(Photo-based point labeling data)

********

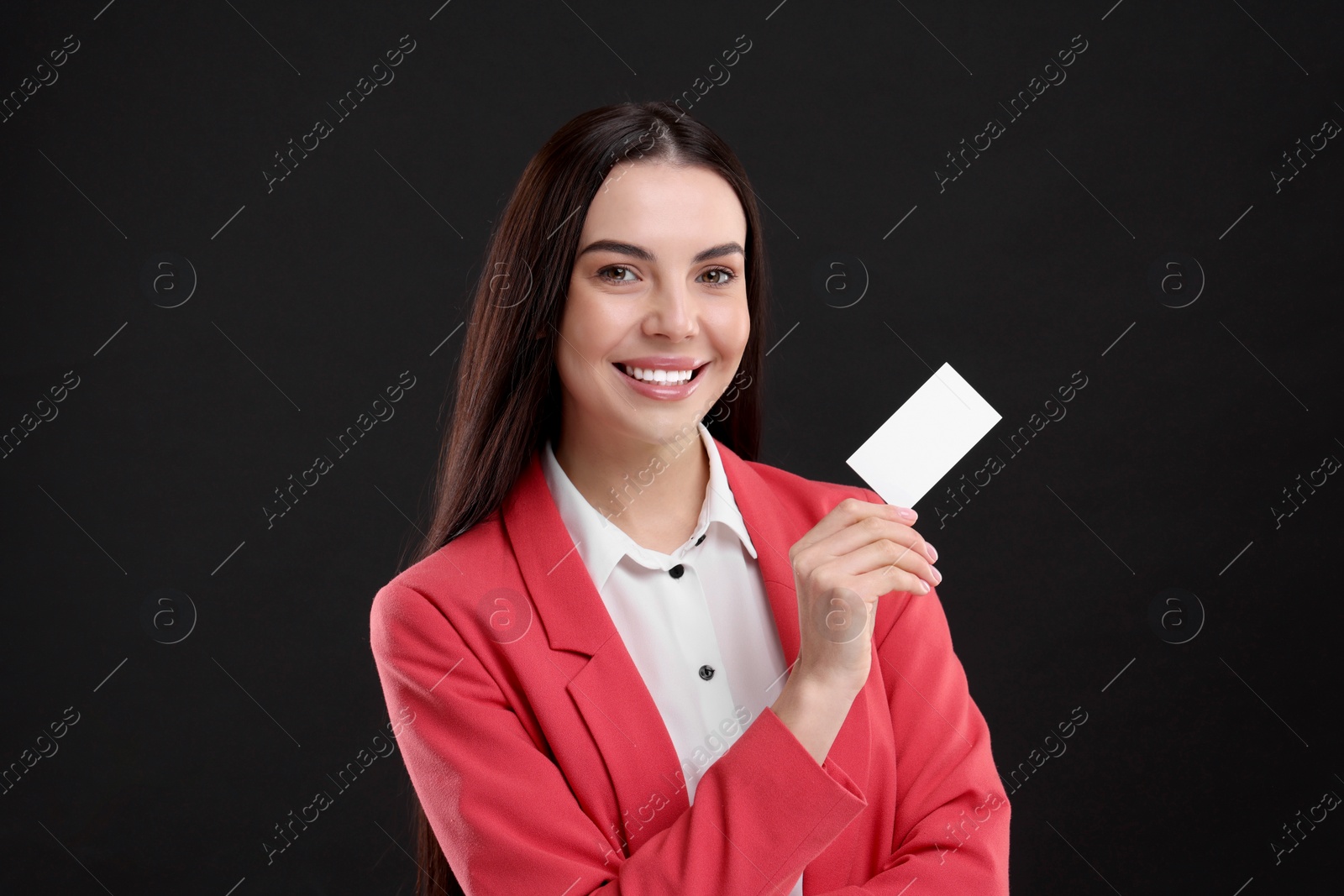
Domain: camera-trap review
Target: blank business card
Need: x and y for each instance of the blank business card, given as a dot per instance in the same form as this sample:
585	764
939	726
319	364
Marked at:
925	438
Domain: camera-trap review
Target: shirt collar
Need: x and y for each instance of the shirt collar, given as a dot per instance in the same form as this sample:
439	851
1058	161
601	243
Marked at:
602	544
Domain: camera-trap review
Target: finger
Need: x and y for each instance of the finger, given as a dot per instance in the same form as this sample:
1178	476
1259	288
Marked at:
870	530
886	557
843	515
891	579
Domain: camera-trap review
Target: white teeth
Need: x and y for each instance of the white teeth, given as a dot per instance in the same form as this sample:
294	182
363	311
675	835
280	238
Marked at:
658	376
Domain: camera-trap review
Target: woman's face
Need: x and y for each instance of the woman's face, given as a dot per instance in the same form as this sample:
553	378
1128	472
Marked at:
659	277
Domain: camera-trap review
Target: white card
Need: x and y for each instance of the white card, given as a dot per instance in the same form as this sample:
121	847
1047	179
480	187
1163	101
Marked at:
924	439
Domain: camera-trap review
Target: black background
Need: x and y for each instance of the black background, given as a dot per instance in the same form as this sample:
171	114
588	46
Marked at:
313	297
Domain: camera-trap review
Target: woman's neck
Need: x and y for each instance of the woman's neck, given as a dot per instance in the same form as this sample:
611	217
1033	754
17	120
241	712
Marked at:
652	492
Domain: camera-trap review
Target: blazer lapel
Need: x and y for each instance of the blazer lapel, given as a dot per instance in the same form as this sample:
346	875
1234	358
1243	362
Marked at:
774	530
609	694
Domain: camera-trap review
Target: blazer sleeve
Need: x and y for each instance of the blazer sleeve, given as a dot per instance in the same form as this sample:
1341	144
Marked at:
508	822
952	812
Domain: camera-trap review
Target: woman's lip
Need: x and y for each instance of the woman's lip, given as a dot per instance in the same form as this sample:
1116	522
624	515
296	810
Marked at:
659	390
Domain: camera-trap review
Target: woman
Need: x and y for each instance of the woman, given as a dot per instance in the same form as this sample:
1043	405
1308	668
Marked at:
628	654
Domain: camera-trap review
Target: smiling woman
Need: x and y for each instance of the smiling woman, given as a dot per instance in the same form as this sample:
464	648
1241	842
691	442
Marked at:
568	667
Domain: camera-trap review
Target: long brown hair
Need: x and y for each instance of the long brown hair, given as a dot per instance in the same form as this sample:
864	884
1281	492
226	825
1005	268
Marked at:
507	398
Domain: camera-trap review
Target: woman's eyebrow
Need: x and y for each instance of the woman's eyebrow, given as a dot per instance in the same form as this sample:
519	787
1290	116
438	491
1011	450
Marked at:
643	254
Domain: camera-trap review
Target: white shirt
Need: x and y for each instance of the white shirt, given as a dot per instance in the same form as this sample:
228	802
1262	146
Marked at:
714	617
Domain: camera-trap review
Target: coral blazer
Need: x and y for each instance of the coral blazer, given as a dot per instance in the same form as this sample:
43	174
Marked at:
544	768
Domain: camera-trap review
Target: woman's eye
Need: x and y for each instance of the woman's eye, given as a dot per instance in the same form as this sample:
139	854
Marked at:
615	268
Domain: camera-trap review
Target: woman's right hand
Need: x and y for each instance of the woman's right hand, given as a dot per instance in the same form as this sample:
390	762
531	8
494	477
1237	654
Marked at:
855	553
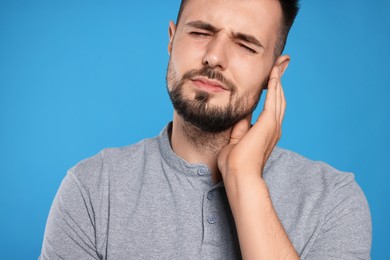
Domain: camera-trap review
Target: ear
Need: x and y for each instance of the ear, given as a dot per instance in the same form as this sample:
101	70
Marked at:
171	32
282	62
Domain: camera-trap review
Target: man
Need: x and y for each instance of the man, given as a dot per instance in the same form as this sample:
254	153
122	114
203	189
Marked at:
212	186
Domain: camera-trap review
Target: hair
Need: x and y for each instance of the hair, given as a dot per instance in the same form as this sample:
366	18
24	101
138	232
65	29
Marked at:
289	12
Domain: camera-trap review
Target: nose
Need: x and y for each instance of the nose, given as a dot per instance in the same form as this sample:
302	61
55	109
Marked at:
215	56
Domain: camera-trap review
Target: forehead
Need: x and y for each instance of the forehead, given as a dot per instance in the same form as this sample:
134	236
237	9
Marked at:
257	17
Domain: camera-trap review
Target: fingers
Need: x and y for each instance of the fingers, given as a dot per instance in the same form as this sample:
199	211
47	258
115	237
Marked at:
270	103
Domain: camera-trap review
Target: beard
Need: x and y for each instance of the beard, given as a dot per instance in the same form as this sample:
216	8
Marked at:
199	112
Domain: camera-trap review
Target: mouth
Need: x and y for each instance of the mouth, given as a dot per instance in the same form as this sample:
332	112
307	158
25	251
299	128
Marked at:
209	85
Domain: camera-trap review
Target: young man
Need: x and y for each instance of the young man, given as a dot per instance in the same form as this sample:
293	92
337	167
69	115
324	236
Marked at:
212	186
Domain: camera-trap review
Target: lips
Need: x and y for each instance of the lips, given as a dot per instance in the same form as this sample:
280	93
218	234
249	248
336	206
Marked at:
209	85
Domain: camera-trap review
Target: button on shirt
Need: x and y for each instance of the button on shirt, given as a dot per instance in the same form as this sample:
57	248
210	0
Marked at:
145	202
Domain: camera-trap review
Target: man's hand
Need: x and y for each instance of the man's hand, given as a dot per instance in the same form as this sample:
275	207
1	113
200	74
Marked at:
250	147
241	162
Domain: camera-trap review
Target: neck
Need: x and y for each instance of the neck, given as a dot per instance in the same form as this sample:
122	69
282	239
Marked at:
195	146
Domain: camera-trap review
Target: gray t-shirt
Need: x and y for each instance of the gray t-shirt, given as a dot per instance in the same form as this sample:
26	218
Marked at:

********

Description of the task – Set down the material exactly, every line of it, except for the pictures.

Expected answer –
Domain: camera-trap review
Target: blank business card
Need: x and y for each instance of the blank business card, given as a dot per instance in the same form as this sample:
585	764
939	726
319	364
Marked at:
925	438
Domain: camera-trap review
Target: shirt collar
Need: x and y for each instance of the shirt collar, given as a dot per instance in the same form as this sample:
439	851
1058	161
601	243
Marked at:
602	544
Domain: camera-trap review
Target: finger
Need: x and y for each instance of the finger, given as a dot per instance in the same form as this sample:
1178	476
1259	288
Marked at:
870	530
886	557
843	515
891	579
Domain: camera-trap review
Target: white teeth
Need: x and y for each instance of the white teeth, given as a dot per instance in the same form as this sample:
294	182
363	311
675	835
280	238
Marked at:
658	376
Domain: camera-trap review
Target: woman's face
Need: x and y for each instance of the woman's face, given as a dot per instance in the same form as this sample:
553	378
1128	472
Marked at:
659	277
Domain: camera-trap review
Target: white card
Need: x and y for each instance of the white card, given as a dot per instance in the same form as this sample:
121	847
1047	179
480	187
1163	101
Marked at:
924	439
Domain: camera-trap review
Target: black background
Need: x and y for each instance of the black background, given as a dot per instance in the same form as this sample:
171	114
588	46
Marked at:
313	297
Domain: camera-trap review
Target: woman's neck
Need: x and y for each instance of the woman's neck, given as a dot per instance in the same form as this sample:
611	217
1033	754
17	120
241	712
Marked at:
652	492
Domain: camera-trap review
Target: blazer lapel
Need: x and y for each instance of the blazer lapel, given as a dot per instance in the same form as this sample:
346	875
1234	358
1243	362
Marked at:
774	530
609	694
Domain: camera-trap review
Target: blazer sleeve
Need: x and y for each instance of the blazer sleeve, given as a dot per instance in the same form as this sample:
1341	144
Marked at:
508	822
952	812
Domain: camera-trap review
Target: woman's lip
Need: x and y for each instance of the woman's lip, given as a dot per instance in the same form as this sample:
1116	522
624	515
296	810
Marked at:
659	390
Domain: camera-trap review
Target: woman
Need: x and y for each instance of the woman, given as a dot per instance in the same form as this sample:
1043	405
1308	668
Marked at:
628	654
Domain: camera-trap review
Target: smiling woman
Need: x and y for each instance of the smiling woman, given as a dot per instance in the same form as this sample:
464	648
1241	842
691	442
Marked at:
568	667
Domain: camera-trap review
Target: long brown hair
Need: x and y for each instance of the long brown hair, given as a dot per instance in the same form as this sample:
864	884
1281	492
226	825
1005	268
Marked at:
507	398
Domain: camera-trap review
Target: woman's eyebrow
Need: x and y for each instance of the woman's eyebrow, given as a dot per instance in the same form as this sample:
519	787
1290	116
438	491
1011	450
Marked at:
643	254
Domain: camera-trap review
Target: white shirt
Need: x and y for each instance of the white shirt, given as a dot per instance in the same form as this sample:
228	802
1262	146
Marked at:
714	617
Domain: camera-trap review
Target: coral blazer
Need: x and y for each instance of the coral blazer, given as a dot per instance in the same form as this sample:
43	174
Marked at:
544	768
Domain: camera-trap review
Target: woman's eye
Need: x and y for each instance of the woman's eye, given as a dot per instance in the same form as this sample:
139	854
Marked at:
615	268
Domain: camera-trap review
Target: woman's right hand
Need: x and y for each instance of the woman's right hand, given as a dot per instance in the same form as this sample:
390	762
531	8
494	477
1237	654
Marked at:
855	553
Domain: camera-trap review
Target: ear
Need: x and y for each instance of the ear, given as a dot per instance in the same form as this sample:
101	70
Marked at:
171	32
282	62
Domain: camera-trap review
Target: man
Need: x and y for each instance of the man, given as a dot per instance in the same form as this sample:
254	153
122	114
203	189
Marked at:
212	186
Domain: camera-trap review
Target: hair
Need: x and y for each instance of the hair, given as a dot per instance in the same form as this sample:
366	18
24	101
138	232
65	29
Marked at:
289	12
Domain: camera-trap review
Target: nose
Need: x and y for each instance of the nose, given as a dot per instance in the same form as this sample:
302	61
55	109
Marked at:
215	56
Domain: camera-trap review
Target: forehead
Need: x and y for each instance of the forehead, given as a dot per instance in the same form as this sample:
134	236
237	9
Marked at:
257	17
Domain: camera-trap review
Target: fingers
Need: x and y for each instance of the fingers, given as a dot per instance in the same form as this sample:
199	211
47	258
115	237
Marked at:
270	103
Domain: camera-trap review
Target: beard
Need: x and y for each instance of the beard, given as a dot per instance in the same form as this sample:
216	8
Marked at:
199	112
Domain: camera-trap review
Target: mouth
Need: x and y for each instance of the mouth, given as a dot per instance in the same form as this sample:
332	112
307	158
25	251
299	128
Marked at:
209	85
Domain: camera-trap review
Target: young man
Need: x and y for each instance of the young man, given as a dot per instance in the same form as this sample:
293	92
337	167
69	115
324	236
Marked at:
212	186
Domain: camera-trap review
Target: lips
Need: x and y for each instance of the lips, given as a dot per instance in the same form as this sample:
280	93
218	234
249	248
336	206
Marked at:
209	85
Domain: camera-trap review
Target: button on shirt
Need: x and y for each instance of the button on shirt, given as a dot per instance in the same form as this sample:
57	248
210	0
Marked at:
145	202
Domain: camera-trap review
Target: man's hand
Need: x and y for each instance of the man's hand, given as a dot per instance in the same form as this sample:
275	207
1	113
200	74
Marked at:
250	147
241	162
Domain: camera-trap review
Target: neck
Need: x and y for each instance of the neck, given as a dot per instance in the same form as this sample:
122	69
282	239
Marked at:
195	146
Domain: camera-trap review
Target: gray t-shirt
Need: x and y for each instance of the gray t-shirt, given as a dot per instance in the same form as this sample:
26	218
Marked at:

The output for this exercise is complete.